| What you will do |
Copy out each of the following entries word for word, from the first to the last.

| Provided records |
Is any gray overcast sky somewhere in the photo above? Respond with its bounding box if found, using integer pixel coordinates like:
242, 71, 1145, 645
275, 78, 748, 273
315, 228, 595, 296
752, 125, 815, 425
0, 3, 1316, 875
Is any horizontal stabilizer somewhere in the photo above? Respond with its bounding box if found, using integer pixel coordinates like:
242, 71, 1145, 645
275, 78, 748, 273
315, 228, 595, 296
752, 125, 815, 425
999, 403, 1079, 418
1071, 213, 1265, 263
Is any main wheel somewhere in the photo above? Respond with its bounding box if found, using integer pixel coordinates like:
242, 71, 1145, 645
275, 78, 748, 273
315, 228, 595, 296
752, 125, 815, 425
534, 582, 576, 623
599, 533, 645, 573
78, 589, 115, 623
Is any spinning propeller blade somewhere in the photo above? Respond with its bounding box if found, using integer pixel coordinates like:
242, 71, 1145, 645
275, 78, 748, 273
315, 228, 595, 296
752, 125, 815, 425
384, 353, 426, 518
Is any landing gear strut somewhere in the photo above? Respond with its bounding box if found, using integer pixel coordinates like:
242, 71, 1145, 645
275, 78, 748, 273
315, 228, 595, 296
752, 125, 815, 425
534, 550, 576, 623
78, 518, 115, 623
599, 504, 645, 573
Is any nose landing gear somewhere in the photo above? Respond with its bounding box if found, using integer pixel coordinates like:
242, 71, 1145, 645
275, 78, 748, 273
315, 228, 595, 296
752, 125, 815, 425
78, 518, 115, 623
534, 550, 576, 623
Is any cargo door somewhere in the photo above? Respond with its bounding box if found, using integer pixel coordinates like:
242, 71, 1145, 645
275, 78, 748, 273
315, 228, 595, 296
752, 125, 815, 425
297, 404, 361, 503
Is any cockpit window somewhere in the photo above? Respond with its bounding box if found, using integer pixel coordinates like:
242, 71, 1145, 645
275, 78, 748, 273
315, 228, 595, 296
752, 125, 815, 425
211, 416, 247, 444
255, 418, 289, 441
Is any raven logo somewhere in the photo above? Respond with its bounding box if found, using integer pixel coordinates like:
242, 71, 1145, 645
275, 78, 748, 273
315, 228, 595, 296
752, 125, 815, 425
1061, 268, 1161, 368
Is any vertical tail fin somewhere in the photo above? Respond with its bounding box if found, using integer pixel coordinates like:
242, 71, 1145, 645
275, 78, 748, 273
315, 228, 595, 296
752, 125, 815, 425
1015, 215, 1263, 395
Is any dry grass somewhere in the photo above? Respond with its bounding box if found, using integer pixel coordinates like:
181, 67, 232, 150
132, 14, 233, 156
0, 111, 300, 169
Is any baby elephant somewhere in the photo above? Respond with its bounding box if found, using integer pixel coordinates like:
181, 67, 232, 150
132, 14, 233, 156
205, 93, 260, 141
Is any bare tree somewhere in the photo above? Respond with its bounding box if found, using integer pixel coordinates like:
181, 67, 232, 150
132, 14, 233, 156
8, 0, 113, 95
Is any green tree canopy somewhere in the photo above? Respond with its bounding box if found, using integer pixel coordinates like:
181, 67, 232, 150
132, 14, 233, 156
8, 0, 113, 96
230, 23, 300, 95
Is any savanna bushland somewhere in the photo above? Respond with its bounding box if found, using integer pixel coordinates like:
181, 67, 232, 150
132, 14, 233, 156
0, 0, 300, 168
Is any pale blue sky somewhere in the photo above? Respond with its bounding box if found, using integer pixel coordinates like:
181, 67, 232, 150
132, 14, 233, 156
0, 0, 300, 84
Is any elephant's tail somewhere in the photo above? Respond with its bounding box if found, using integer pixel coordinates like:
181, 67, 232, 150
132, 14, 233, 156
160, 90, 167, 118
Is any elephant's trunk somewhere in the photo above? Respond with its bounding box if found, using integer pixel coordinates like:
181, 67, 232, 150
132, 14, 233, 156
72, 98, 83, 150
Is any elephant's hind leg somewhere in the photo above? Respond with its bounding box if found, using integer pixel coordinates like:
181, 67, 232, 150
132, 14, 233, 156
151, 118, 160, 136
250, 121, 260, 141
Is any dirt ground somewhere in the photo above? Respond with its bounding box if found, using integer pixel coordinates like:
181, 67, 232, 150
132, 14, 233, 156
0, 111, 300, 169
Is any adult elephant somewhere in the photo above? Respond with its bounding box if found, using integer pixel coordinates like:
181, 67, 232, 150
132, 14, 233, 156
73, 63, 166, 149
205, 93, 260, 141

| Output below |
Is any gray overcast sky somewhere in the photo above? Respond with its bounding box if found, using integer pixel coordinates like:
242, 71, 1145, 645
275, 78, 748, 273
315, 228, 595, 296
752, 125, 815, 425
0, 3, 1316, 875
Is any horizontal stabilizer somewhere in the photo above? Respond with its bounding box if found, using integer pixel coordinates like:
242, 71, 1145, 645
275, 78, 748, 273
315, 228, 595, 296
752, 125, 815, 425
999, 403, 1079, 418
1071, 213, 1265, 263
Is any main wheel somewhere in the photo above? Respond with its bounding box if found, using integer pixel coordinates like:
242, 71, 1145, 645
275, 78, 748, 273
315, 228, 595, 296
752, 125, 815, 425
534, 582, 576, 623
599, 533, 645, 573
78, 589, 115, 623
Is any spinning propeller blade somewhere in the photo above? Respond with its bounding box if found, using integer pixel coordinates like:
242, 71, 1145, 645
275, 78, 748, 273
315, 228, 595, 296
752, 125, 815, 425
384, 353, 426, 518
Is any landing gear strut somewhere in the photo above? Respond with its bounding box if found, using integer pixel coordinates like:
242, 71, 1145, 645
275, 78, 748, 273
315, 228, 595, 296
752, 125, 815, 425
534, 550, 576, 623
78, 518, 115, 623
599, 504, 645, 573
Is any nose landing gear somewhere in the photo above? Respond with its bounding box if found, using integer pixel coordinates like:
242, 71, 1145, 645
275, 78, 748, 273
315, 228, 595, 296
752, 125, 815, 425
78, 518, 115, 623
534, 550, 576, 623
Is any cargo door somewhere in the photo above? Respond with its bounding box if found, using integer pixel coordinates like:
242, 71, 1145, 645
275, 78, 748, 273
315, 228, 595, 296
752, 125, 815, 425
297, 404, 361, 503
Is any cockpit window somewhere in the photo above? Respond with its bounding box if found, using integer pixel coordinates like:
242, 71, 1145, 645
275, 78, 748, 273
315, 228, 595, 296
752, 125, 815, 425
211, 416, 247, 444
255, 418, 289, 441
Is any raven logo somewhere in the photo above? Respond with its bounding box if found, using integer pixel coordinates like:
242, 71, 1145, 645
275, 78, 748, 273
315, 228, 595, 296
752, 125, 815, 425
1061, 268, 1161, 368
Is any vertical tail fin somewhere in the photo above? Respond with its bounding box if found, using integer pixel coordinates like:
242, 71, 1145, 645
275, 78, 748, 273
315, 228, 595, 296
752, 125, 815, 425
1015, 215, 1263, 395
Is any dry grass somewhere in the photo above? Respond with its bounding box if found, using integer pixel coordinates like:
181, 67, 232, 150
132, 14, 233, 156
0, 111, 300, 169
Is any baby elephant somewhere in the photo above? Respond with its bounding box if found, using integer pixel coordinates like:
181, 67, 232, 150
132, 14, 233, 156
205, 93, 260, 141
Is any bare tree somewhere in the photo above? Respond with its bounding box if found, using integer pixel coordinates like:
181, 67, 232, 150
132, 14, 233, 156
8, 0, 113, 95
Is any green tree canopy somewhere in the photo above? Respond with its bounding box if found, using integer pixel coordinates like:
181, 67, 232, 150
132, 14, 233, 156
8, 0, 113, 96
230, 23, 300, 95
Is any savanna bushland somewhere in the photo above? Respond with its bounding box if found, using integer pixel coordinates like:
181, 67, 232, 150
132, 14, 233, 156
0, 0, 300, 168
Is any pale blue sky somewhere in the photo above? Respond with its bounding box if found, using integer pixel coordinates like:
181, 67, 232, 150
132, 14, 233, 156
0, 0, 300, 84
Is any elephant's tail somewhere in the photo above? Respond with its bounding box if found, using integer pixel coordinates like:
181, 67, 232, 150
132, 14, 233, 156
160, 90, 167, 118
Is any elephant's trunk somewhere in the photo above? Respond with its bounding box if found, using integer pixel coordinates like:
181, 67, 232, 150
132, 14, 233, 156
72, 98, 83, 150
Is any elephant's hind leg somewhere in the photo above? Respond with its bounding box if found, using integer pixel coordinates like:
181, 67, 232, 150
132, 14, 233, 156
151, 118, 160, 136
250, 121, 260, 141
Is any dirt ground somewhere in the photo above? Respond with its bounding box if found, using integer pixel coordinates like:
181, 67, 232, 150
132, 14, 233, 156
0, 111, 300, 169
Is any adult elephant somewhere in the photo above? Respond with its bounding box if found, using integer pixel coordinates like:
181, 67, 232, 150
132, 14, 233, 156
73, 63, 166, 149
205, 93, 260, 141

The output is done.